> _Instructions to follow_
Give the data again exactly as written, without any of its pictures.

── Material shown ──

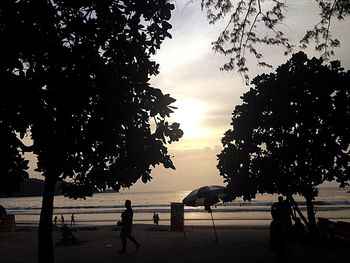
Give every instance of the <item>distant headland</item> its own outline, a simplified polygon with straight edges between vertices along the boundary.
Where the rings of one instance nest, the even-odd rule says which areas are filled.
[[[61,182],[57,183],[56,186],[56,195],[60,195],[60,186]],[[25,179],[21,185],[19,191],[13,192],[10,196],[5,194],[0,194],[0,197],[27,197],[27,196],[42,196],[44,192],[44,180],[29,178]]]

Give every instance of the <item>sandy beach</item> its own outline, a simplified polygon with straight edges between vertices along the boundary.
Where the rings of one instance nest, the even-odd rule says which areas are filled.
[[[55,262],[275,262],[268,242],[266,226],[225,226],[217,228],[218,242],[211,226],[186,227],[172,232],[169,226],[134,225],[139,251],[131,242],[127,253],[119,254],[121,239],[114,226],[77,226],[74,235],[81,245],[62,245],[61,235],[53,231]],[[349,244],[329,241],[292,243],[290,262],[349,262]],[[1,263],[37,261],[37,228],[17,226],[0,233]]]

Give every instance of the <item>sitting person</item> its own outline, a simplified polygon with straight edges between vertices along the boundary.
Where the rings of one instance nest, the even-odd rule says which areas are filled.
[[[61,234],[62,234],[62,242],[69,242],[69,241],[75,241],[76,238],[73,236],[72,229],[67,226],[67,224],[64,224],[63,227],[61,227]]]

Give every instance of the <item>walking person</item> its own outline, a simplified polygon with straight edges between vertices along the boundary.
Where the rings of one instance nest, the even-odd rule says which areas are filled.
[[[122,227],[120,236],[122,238],[122,249],[119,250],[119,253],[126,252],[126,239],[129,239],[136,245],[136,250],[139,249],[140,243],[131,235],[132,233],[132,220],[133,220],[133,210],[131,208],[131,201],[125,201],[125,211],[121,214],[122,221],[118,222],[118,225]]]

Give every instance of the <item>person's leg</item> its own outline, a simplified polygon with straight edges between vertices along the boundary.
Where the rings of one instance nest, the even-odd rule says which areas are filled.
[[[127,235],[127,238],[131,240],[136,245],[136,250],[139,249],[140,243],[136,241],[136,238],[134,238],[131,233]]]
[[[120,236],[122,238],[122,249],[119,250],[119,253],[124,253],[126,251],[126,235],[122,233]]]

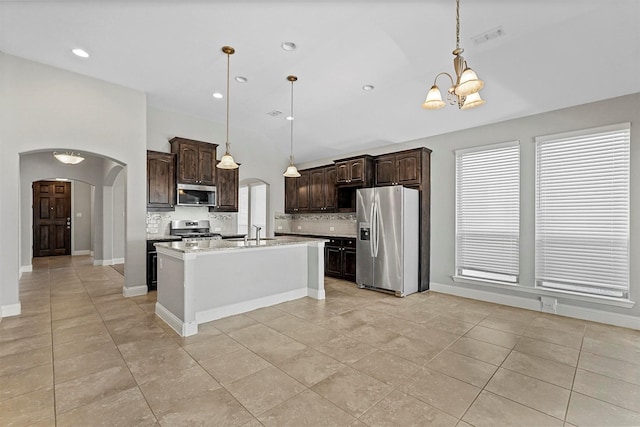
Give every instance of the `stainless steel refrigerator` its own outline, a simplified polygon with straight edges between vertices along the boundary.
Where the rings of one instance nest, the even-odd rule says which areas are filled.
[[[418,190],[359,189],[356,195],[356,283],[404,297],[418,291]]]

───

> _Solution for this task_
Give every instance of the <item>distant headland</item> its own outline, a simplified polygon with straight edges between vertices along the boundary.
Where the rings of one instance nest, the even-odd rule says which areas are filled.
[[[61,182],[57,183],[56,186],[56,195],[60,195],[60,186]],[[25,179],[21,185],[19,191],[13,192],[10,196],[5,194],[0,194],[0,197],[27,197],[27,196],[42,196],[44,192],[44,180],[29,178]]]

Give every instance of the <item>sandy beach</item> its own outline, a simplified polygon with straight edges between vertices along the boundary.
Where the rings of one instance nest, the even-odd rule says which areas are filled.
[[[55,262],[275,262],[268,242],[266,226],[225,226],[217,228],[218,242],[211,226],[186,227],[172,232],[169,226],[134,225],[139,251],[131,242],[127,253],[119,254],[121,239],[114,226],[77,226],[74,235],[81,245],[62,245],[61,235],[53,231]],[[349,244],[329,241],[292,243],[290,262],[349,262]],[[1,263],[37,261],[37,228],[17,226],[0,233]]]

Give every instance of the <item>sitting person</item> its own outline, a simplified polygon with straight edges between vertices along the boundary.
Where the rings of one instance nest, the even-odd rule says which areas are filled.
[[[61,234],[62,234],[62,242],[69,242],[69,241],[75,241],[76,238],[73,236],[72,229],[67,226],[67,224],[64,224],[63,227],[61,227]]]

Give every instance of the <item>walking person</item> its own outline, a simplified polygon with straight edges between vertices along the boundary.
Where the rings of one instance nest, the even-odd rule says which areas are filled.
[[[122,227],[120,236],[122,238],[122,249],[119,250],[119,253],[126,252],[126,239],[129,239],[136,245],[136,250],[139,249],[140,243],[131,235],[132,233],[132,220],[133,220],[133,210],[131,208],[131,201],[125,201],[125,211],[121,214],[122,221],[118,222],[118,225]]]

Give every instance of the <item>person's leg</item> its own outline, a simplified polygon with straight edges between vertices along the boundary.
Where the rings of one instance nest, the even-odd rule says which areas are filled.
[[[127,235],[127,238],[131,240],[136,245],[136,250],[139,249],[140,243],[136,241],[136,238],[134,238],[131,233]]]
[[[120,236],[122,238],[122,249],[119,250],[119,253],[124,253],[126,251],[126,235],[122,233]]]

Give every instance of the `stainless steel refrigerator` its own outline, a simplified polygon with straight edges between vertices along the boundary.
Where the rings of one instance nest, the even-odd rule says which areas are filled.
[[[418,190],[359,189],[356,195],[356,283],[404,297],[418,291]]]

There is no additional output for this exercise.